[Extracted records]
========================================

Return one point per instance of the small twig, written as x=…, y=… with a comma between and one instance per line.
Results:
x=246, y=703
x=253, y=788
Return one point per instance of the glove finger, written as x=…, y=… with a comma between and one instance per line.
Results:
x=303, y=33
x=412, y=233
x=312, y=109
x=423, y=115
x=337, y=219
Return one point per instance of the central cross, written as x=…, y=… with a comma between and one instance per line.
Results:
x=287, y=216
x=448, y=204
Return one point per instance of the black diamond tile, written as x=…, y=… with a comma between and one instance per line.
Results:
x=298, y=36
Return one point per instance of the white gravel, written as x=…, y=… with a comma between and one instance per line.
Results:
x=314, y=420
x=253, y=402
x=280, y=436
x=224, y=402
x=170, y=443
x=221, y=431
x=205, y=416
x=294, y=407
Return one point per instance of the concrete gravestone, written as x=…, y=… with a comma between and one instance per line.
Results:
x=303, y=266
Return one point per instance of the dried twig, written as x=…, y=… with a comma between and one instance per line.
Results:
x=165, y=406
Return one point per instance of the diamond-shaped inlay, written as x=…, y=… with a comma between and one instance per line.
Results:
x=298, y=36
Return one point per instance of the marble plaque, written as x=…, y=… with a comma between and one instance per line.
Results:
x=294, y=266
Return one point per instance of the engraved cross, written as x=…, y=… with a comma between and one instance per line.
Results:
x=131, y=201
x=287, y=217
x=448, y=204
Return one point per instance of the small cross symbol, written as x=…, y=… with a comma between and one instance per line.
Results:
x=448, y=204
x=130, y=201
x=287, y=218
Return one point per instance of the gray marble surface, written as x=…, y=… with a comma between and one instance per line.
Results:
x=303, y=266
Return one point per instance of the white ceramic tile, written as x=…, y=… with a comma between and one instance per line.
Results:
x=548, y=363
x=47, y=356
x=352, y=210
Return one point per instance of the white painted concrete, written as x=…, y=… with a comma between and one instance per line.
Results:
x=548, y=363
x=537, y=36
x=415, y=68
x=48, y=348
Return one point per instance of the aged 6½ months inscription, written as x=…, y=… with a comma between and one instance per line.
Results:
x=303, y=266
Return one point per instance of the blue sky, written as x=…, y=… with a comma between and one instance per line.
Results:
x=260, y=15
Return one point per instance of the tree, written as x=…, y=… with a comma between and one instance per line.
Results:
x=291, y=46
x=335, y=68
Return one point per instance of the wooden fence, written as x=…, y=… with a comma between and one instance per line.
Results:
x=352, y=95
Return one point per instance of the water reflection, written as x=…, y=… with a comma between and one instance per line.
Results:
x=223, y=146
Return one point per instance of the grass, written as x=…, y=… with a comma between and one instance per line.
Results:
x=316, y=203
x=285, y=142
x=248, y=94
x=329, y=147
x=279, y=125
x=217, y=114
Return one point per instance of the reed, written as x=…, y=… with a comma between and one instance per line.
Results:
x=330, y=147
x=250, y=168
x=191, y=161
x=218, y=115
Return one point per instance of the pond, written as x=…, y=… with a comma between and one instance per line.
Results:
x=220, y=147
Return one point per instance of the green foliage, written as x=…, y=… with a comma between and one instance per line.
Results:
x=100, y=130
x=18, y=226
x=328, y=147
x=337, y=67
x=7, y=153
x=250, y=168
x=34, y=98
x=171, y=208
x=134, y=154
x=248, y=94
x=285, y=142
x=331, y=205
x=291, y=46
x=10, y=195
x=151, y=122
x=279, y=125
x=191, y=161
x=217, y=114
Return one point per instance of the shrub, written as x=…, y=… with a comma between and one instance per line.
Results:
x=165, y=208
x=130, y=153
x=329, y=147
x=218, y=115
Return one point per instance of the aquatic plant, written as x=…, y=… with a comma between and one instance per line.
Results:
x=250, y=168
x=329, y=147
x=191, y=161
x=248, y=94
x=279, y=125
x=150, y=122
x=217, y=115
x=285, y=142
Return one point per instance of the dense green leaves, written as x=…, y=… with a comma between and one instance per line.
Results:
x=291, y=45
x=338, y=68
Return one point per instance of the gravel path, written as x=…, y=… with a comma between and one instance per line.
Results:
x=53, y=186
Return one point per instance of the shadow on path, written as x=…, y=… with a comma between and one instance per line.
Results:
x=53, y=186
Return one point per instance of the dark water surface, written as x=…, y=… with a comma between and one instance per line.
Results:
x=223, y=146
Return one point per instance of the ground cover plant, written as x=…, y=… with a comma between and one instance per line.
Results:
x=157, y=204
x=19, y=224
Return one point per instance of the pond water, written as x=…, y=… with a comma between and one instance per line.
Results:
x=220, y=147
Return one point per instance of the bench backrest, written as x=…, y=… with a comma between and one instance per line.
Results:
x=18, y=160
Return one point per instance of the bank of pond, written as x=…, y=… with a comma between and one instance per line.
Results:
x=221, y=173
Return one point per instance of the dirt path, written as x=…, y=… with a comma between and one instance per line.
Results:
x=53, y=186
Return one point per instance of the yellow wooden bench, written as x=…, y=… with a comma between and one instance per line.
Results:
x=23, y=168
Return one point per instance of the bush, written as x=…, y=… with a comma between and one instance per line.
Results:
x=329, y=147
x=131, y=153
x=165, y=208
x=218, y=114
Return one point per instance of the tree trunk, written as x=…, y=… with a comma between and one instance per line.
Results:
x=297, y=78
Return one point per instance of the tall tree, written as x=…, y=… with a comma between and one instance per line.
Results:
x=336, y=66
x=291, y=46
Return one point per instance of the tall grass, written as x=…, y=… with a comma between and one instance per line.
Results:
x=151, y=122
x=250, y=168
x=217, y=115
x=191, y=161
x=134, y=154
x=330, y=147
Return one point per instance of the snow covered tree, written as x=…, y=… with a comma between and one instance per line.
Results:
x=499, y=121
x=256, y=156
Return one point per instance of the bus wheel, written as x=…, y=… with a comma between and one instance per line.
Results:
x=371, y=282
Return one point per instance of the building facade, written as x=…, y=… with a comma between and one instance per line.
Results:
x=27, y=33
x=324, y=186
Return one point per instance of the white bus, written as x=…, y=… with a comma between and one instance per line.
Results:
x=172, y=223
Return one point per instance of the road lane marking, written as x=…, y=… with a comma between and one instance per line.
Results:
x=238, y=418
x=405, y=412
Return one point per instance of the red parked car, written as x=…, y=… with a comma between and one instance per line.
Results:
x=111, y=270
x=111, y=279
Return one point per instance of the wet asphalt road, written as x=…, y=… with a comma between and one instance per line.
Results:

========================================

Copy every one of the records above word for word, changing nothing.

Return one point per instance of the small twig, written as x=…, y=… with a comma between and one instance per line.
Results:
x=246, y=703
x=253, y=788
Return one point per instance of the glove finger, written as x=…, y=… with a comma between and one instance per line.
Results:
x=303, y=33
x=412, y=233
x=312, y=109
x=423, y=115
x=337, y=219
Return one point per instance of the central cross, written as x=…, y=… with a comma between and one instance per line.
Results:
x=287, y=216
x=448, y=204
Return one point per instance of the black diamond tile, written as x=…, y=… with a comma between and one instance per line.
Results:
x=298, y=36
Return one point per instance of the white gravel, written as x=…, y=… with a comma between and one instance per line.
Results:
x=314, y=420
x=253, y=402
x=280, y=436
x=224, y=402
x=170, y=443
x=221, y=431
x=205, y=416
x=294, y=407
Return one point per instance of the concrete gravestone, written as x=…, y=… with a comma between and one instance per line.
Results:
x=303, y=266
Return one point per instance of the dried twig, written as x=…, y=… with a comma between and one instance per line.
Results:
x=165, y=406
Return one point per instance of the diamond-shaped inlay, written as x=…, y=… with a comma between and one instance per line.
Results:
x=298, y=36
Return one point per instance of the marble plaque, written as x=…, y=… with a comma between and one instance per line.
Results:
x=294, y=266
Return one point per instance of the engraved cross, written as x=…, y=… with a comma between and one instance per line.
Results:
x=131, y=201
x=287, y=217
x=448, y=204
Return one point per instance of the small cross symbol, written as x=…, y=… with a comma between and one instance per line.
Results:
x=448, y=204
x=130, y=201
x=287, y=218
Return one point per instance of the gray marble surface, written as x=…, y=… with a comma between and one instance per line.
Results:
x=303, y=266
Return one point per instance of the white ceramic tile, written as x=…, y=… with a comma between and one instance per line.
Results:
x=548, y=363
x=47, y=356
x=352, y=210
Return one point per instance of the white painted concrete, written as x=…, y=… with a comma between and one instance per line.
Results:
x=548, y=363
x=537, y=36
x=415, y=68
x=48, y=348
Return one point per instance of the aged 6½ months inscription, written as x=…, y=… with a comma between and one instance per line.
Results:
x=303, y=266
Return one point per instance of the blue sky, written as x=…, y=… with a comma between and one instance per line.
Results:
x=260, y=15
Return one point per instance of the tree, written as x=…, y=… with a comma between and one instance per line.
Results:
x=291, y=46
x=335, y=68
Return one point per instance of the wooden fence, written as x=…, y=… with a comma between and one instance per line.
Results:
x=352, y=95
Return one point per instance of the water reflection, written as x=…, y=… with a comma between and one instance per line.
Results:
x=223, y=146
Return one point per instance of the grass, written as x=…, y=… with a comma between and one instance per line.
Results:
x=316, y=203
x=285, y=142
x=248, y=94
x=329, y=147
x=279, y=125
x=217, y=114
Return one point per instance of the reed, written as x=…, y=… with a comma between and one instance per line.
Results:
x=330, y=147
x=250, y=168
x=191, y=161
x=218, y=115
Return one point per instance of the pond, written as x=…, y=… with a comma between and one instance per line.
Results:
x=220, y=147
Return one point per instance of the green foliage, written as x=…, y=… with a comma between and one instance per line.
Results:
x=100, y=130
x=18, y=226
x=328, y=147
x=337, y=67
x=7, y=153
x=250, y=168
x=34, y=98
x=171, y=208
x=134, y=154
x=248, y=94
x=285, y=142
x=331, y=205
x=291, y=46
x=10, y=195
x=151, y=122
x=279, y=125
x=191, y=161
x=217, y=114
Return one point per instance of the shrub, written as x=…, y=… with a comma between and one instance per line.
Results:
x=165, y=208
x=130, y=153
x=329, y=147
x=218, y=115
Return one point per instance of the aquatic plant, written as x=…, y=… with a comma between and one instance per line.
Results:
x=250, y=168
x=329, y=147
x=191, y=161
x=248, y=94
x=279, y=125
x=150, y=122
x=217, y=115
x=285, y=142
Return one point per instance of the dense green leaves, written as x=…, y=… with a comma between and one instance per line.
Results:
x=291, y=45
x=338, y=68
Return one point per instance of the gravel path, written as x=…, y=… with a comma between and one instance per line.
Results:
x=53, y=186
Return one point per instance of the shadow on path, written as x=…, y=… with a comma between and one instance per line.
Results:
x=53, y=186
Return one point per instance of the dark water surface, written as x=…, y=… with a comma between and one instance per line.
Results:
x=223, y=146
Return one point per instance of the ground cover plant, written as x=…, y=… with a comma between and one instance per line.
Results:
x=157, y=204
x=19, y=224
Return one point per instance of the pond water, written as x=…, y=… with a comma between and one instance per line.
Results:
x=220, y=147
Return one point per instance of the bench backrest, written as x=…, y=… with a comma between and one instance per line.
Results:
x=18, y=160
Return one point per instance of the bank of pond, written as x=…, y=… with a comma between and one instance per line.
Results:
x=221, y=173
Return one point per instance of the dirt path, written as x=…, y=… with a comma between and one instance per line.
Results:
x=53, y=186
Return one point per instance of the yellow wooden bench, written as x=…, y=… with a comma between and one instance per line.
Results:
x=23, y=168
Return one point per instance of the bush, written as x=…, y=… with a comma between and one instance per line.
Results:
x=329, y=147
x=131, y=153
x=165, y=208
x=218, y=114
Return one point per instance of the tree trunk, written as x=…, y=… with a comma between and one instance per line.
Results:
x=297, y=78
Return one point per instance of the tall tree, written as x=…, y=… with a comma between and one instance per line.
Results:
x=336, y=66
x=291, y=46
Return one point per instance of the tall grass, written as x=…, y=… with a comma between and one instance per line.
Results:
x=151, y=122
x=250, y=168
x=217, y=115
x=191, y=161
x=134, y=154
x=330, y=147
Return one point per instance of the snow covered tree, written as x=…, y=… with a comma between and one instance per line.
Results:
x=499, y=121
x=256, y=156
Return one point per instance of the bus wheel, written as x=…, y=… with a comma between and one instance per line.
Results:
x=371, y=282
Return one point per instance of the building facade, written as x=…, y=… with a comma between and one instance per line.
Results:
x=27, y=33
x=324, y=186
Return one point per instance of the white bus, written as x=…, y=… with a comma between and one instance per line.
Results:
x=172, y=223
Return one point per instance of the road lane marking, written as x=…, y=… with a comma between and one instance per line.
Results:
x=238, y=418
x=405, y=412
Return one point per instance of the red parked car, written as x=…, y=… with a comma between and one instance per line.
Results:
x=111, y=270
x=111, y=279
Return one point per instance of the wet asphalt road, written as x=…, y=… with a comma between and one instance per line.
Results:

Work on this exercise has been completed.